**Given problem**.
Reproduce the items from their start through the line containing "Provide the mask", both ends included. Leave the pictures out of your answer.

(Collected data)
_ _ _ _ _ _ _

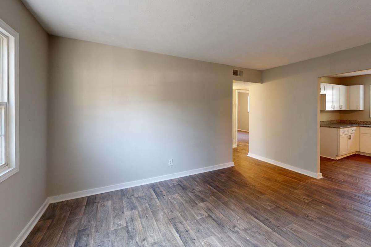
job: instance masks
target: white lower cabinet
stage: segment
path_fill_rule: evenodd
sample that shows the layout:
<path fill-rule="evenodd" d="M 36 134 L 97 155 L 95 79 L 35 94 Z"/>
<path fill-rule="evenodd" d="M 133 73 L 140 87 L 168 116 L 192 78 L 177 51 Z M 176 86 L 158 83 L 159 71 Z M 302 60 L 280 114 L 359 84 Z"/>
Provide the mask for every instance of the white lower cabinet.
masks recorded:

_ _ _ _ _ _ _

**Result of this task**.
job: instance masks
target: white lower cabinet
stage: segment
path_fill_rule: evenodd
sample that shows the layout:
<path fill-rule="evenodd" d="M 36 134 L 97 155 L 95 79 L 35 94 Z"/>
<path fill-rule="evenodd" d="M 133 73 L 140 87 L 168 116 L 192 78 L 177 51 Z M 176 86 L 158 83 L 159 71 Z M 302 60 L 280 114 L 359 84 Z"/>
Provide the mask for every instance of the white lower cabinet.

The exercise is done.